### Materials provided
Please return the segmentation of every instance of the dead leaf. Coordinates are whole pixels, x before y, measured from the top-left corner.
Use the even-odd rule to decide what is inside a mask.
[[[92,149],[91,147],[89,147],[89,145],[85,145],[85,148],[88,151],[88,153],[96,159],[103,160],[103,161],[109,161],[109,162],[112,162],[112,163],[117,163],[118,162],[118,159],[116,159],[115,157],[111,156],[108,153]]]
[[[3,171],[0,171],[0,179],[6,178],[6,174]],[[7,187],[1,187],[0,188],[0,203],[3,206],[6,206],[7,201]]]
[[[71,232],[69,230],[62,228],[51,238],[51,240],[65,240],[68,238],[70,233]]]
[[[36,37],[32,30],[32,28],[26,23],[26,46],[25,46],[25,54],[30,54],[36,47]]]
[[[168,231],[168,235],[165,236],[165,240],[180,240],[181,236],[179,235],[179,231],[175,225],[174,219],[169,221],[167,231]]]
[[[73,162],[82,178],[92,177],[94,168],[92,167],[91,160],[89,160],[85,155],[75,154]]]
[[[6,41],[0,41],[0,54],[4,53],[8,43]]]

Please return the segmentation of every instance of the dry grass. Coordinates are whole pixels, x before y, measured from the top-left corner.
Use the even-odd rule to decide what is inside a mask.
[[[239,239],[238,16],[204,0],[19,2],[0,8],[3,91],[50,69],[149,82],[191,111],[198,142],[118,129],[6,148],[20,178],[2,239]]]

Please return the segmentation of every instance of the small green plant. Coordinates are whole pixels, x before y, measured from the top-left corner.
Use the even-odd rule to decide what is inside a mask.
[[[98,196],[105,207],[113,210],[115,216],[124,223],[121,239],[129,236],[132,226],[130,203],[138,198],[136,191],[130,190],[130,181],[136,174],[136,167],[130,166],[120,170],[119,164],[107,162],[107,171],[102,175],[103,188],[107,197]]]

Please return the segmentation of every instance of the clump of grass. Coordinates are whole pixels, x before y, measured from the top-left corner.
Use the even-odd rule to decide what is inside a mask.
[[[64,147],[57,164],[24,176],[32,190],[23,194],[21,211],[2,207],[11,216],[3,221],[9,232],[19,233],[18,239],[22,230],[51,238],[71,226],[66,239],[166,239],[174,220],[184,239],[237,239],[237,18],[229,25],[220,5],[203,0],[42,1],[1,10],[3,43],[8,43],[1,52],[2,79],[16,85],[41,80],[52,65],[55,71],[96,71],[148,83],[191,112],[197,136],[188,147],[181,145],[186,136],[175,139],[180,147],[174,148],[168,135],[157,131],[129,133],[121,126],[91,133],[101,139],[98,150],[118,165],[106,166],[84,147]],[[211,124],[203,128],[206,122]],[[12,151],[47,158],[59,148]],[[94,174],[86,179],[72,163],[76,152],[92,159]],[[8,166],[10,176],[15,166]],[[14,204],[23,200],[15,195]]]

### Goal
Copy out the entries word for word, starting with the line that contains "Please return the segmentation of every instance of the dry" and ending with the last line of the entries, both included.

### Answer for the task
Please return the segmentation of every instance of the dry grass. Coordinates are whole pixels, x before y, measured from the top-left corner.
Use the even-odd rule to decide what is inside a mask.
[[[239,239],[238,16],[204,0],[19,2],[0,8],[3,91],[50,69],[149,82],[191,111],[198,142],[118,129],[6,148],[20,178],[2,239]]]

Please return the segmentation of every instance of the small green plant. Coordinates are whole pixels, x before y, measured from the top-left corner.
Use the even-odd rule to decide what is inside a mask.
[[[98,196],[105,207],[113,210],[115,216],[124,223],[121,239],[129,236],[132,226],[130,203],[138,198],[136,191],[130,190],[130,181],[136,174],[136,167],[130,166],[120,170],[119,164],[107,162],[107,171],[102,175],[103,188],[107,197]]]

Please return the segmentation of every instance of the clump of grass. Coordinates are whole pixels, x before y, measured from the top-left corner.
Use the even-odd rule to decide what is inside a mask.
[[[64,147],[57,164],[24,176],[32,190],[23,194],[21,211],[2,207],[11,216],[3,221],[9,232],[19,233],[18,239],[22,230],[51,238],[71,226],[66,239],[166,239],[174,220],[184,239],[237,239],[237,18],[229,25],[220,5],[203,0],[42,1],[1,10],[3,43],[8,43],[1,52],[2,79],[16,85],[41,80],[52,65],[55,71],[96,71],[148,83],[191,112],[197,136],[188,147],[181,145],[186,136],[175,139],[180,147],[174,148],[168,135],[157,131],[129,133],[121,126],[91,133],[101,139],[98,150],[118,165],[106,166],[84,147]],[[211,124],[203,128],[206,122]],[[12,151],[47,158],[59,148]],[[94,174],[86,179],[72,163],[76,152],[92,159]],[[8,166],[10,176],[15,166]],[[14,204],[23,200],[15,195]]]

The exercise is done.